As we moved through Buckingham’s Rebellion and displays detailing the influence on events of France, Brittany and Henry Tudor’s rise, and with Bosworth looming, I was struck by the incredible design work done within the displays. Each is crisp, clear and well presented. The information is accessible and the presentation clever. I even raised a smile at the Stanley ‘Swing-o-Meter’, and it’s not very often that that name paints my face happy!

The Stanley Swing-o-Meter
The Stanley Swing-o-Meter

The display unashamedly informs us that the precise events at Bosworth are not clearly known, but that a view of the battle can be assembled from the fragments that have come down to us. Richard’s cavalry charge is dealt with as either a planned gambit, or an opportunistic reaction to the course of the battle, but a miscalculation either way. Is there much there to disagree with? The installation of pole-arms gives pause for thought. It is stark and brutal, just as Richard’s end was.

My one and only criticism of the exhibition comes here. It is a missed opportunity, an unfortunate perpetuation of a long-standing myth and a pet peeve of mine. We are told that ‘Shakespeare puts into Richard’s mouth an APPEAL for means of escape’ (display’s emphasis). No he doesn’t. The ‘A horse! a horse! my kingdom for a horse!’ quote is almost always taken out of context as a display of cowardice. In the context of the whole speech, it’s meaning is perfectly clear:

KING RICHARD III:       A horse! a horse! my kingdom for a horse!

CATESBY:                      Withdraw, my lord; I’ll help you to a horse.

--

-- Goal of the exercise --
Write out the whole Bosworth exhibition excerpt above without any changes.

-- Entries for bounding box labeling --
--

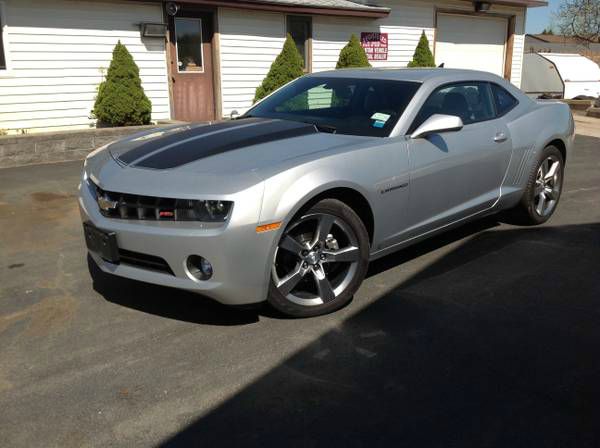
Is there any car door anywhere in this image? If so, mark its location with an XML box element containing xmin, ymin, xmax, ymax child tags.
<box><xmin>405</xmin><ymin>82</ymin><xmax>512</xmax><ymax>237</ymax></box>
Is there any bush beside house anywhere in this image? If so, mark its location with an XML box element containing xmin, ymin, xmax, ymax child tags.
<box><xmin>254</xmin><ymin>34</ymin><xmax>304</xmax><ymax>103</ymax></box>
<box><xmin>408</xmin><ymin>31</ymin><xmax>435</xmax><ymax>67</ymax></box>
<box><xmin>335</xmin><ymin>34</ymin><xmax>371</xmax><ymax>69</ymax></box>
<box><xmin>92</xmin><ymin>41</ymin><xmax>152</xmax><ymax>126</ymax></box>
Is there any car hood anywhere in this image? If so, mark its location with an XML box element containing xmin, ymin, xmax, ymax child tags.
<box><xmin>88</xmin><ymin>118</ymin><xmax>372</xmax><ymax>195</ymax></box>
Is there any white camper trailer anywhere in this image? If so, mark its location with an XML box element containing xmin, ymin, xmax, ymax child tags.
<box><xmin>521</xmin><ymin>53</ymin><xmax>600</xmax><ymax>99</ymax></box>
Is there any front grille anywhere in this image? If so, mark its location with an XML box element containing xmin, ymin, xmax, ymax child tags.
<box><xmin>95</xmin><ymin>187</ymin><xmax>200</xmax><ymax>221</ymax></box>
<box><xmin>119</xmin><ymin>249</ymin><xmax>175</xmax><ymax>276</ymax></box>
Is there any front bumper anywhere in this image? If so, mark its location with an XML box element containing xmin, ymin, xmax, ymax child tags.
<box><xmin>79</xmin><ymin>177</ymin><xmax>277</xmax><ymax>305</ymax></box>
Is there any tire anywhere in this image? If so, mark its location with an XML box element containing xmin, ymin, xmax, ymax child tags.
<box><xmin>509</xmin><ymin>146</ymin><xmax>565</xmax><ymax>226</ymax></box>
<box><xmin>268</xmin><ymin>199</ymin><xmax>369</xmax><ymax>317</ymax></box>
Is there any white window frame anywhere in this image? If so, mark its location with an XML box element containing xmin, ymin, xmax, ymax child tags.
<box><xmin>0</xmin><ymin>0</ymin><xmax>11</xmax><ymax>76</ymax></box>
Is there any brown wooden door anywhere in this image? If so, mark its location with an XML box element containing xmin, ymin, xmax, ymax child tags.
<box><xmin>169</xmin><ymin>10</ymin><xmax>215</xmax><ymax>121</ymax></box>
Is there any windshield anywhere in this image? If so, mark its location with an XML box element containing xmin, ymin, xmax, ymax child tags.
<box><xmin>244</xmin><ymin>76</ymin><xmax>420</xmax><ymax>137</ymax></box>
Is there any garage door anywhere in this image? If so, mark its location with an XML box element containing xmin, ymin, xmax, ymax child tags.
<box><xmin>435</xmin><ymin>14</ymin><xmax>508</xmax><ymax>76</ymax></box>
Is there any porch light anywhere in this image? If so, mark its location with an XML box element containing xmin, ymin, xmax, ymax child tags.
<box><xmin>140</xmin><ymin>22</ymin><xmax>167</xmax><ymax>37</ymax></box>
<box><xmin>473</xmin><ymin>2</ymin><xmax>492</xmax><ymax>12</ymax></box>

--

-- Exercise answer --
As we moved through Buckingham’s Rebellion and displays detailing the influence on events of France, Brittany and Henry Tudor’s rise, and with Bosworth looming, I was struck by the incredible design work done within the displays. Each is crisp, clear and well presented. The information is accessible and the presentation clever. I even raised a smile at the Stanley ‘Swing-o-Meter’, and it’s not very often that that name paints my face happy!

The Stanley Swing-o-Meter
The Stanley Swing-o-Meter

The display unashamedly informs us that the precise events at Bosworth are not clearly known, but that a view of the battle can be assembled from the fragments that have come down to us. Richard’s cavalry charge is dealt with as either a planned gambit, or an opportunistic reaction to the course of the battle, but a miscalculation either way. Is there much there to disagree with? The installation of pole-arms gives pause for thought. It is stark and brutal, just as Richard’s end was.

My one and only criticism of the exhibition comes here. It is a missed opportunity, an unfortunate perpetuation of a long-standing myth and a pet peeve of mine. We are told that ‘Shakespeare puts into Richard’s mouth an APPEAL for means of escape’ (display’s emphasis). No he doesn’t. The ‘A horse! a horse! my kingdom for a horse!’ quote is almost always taken out of context as a display of cowardice. In the context of the whole speech, it’s meaning is perfectly clear:

KING RICHARD III:       A horse! a horse! my kingdom for a horse!

CATESBY:                      Withdraw, my lord; I’ll help you to a horse.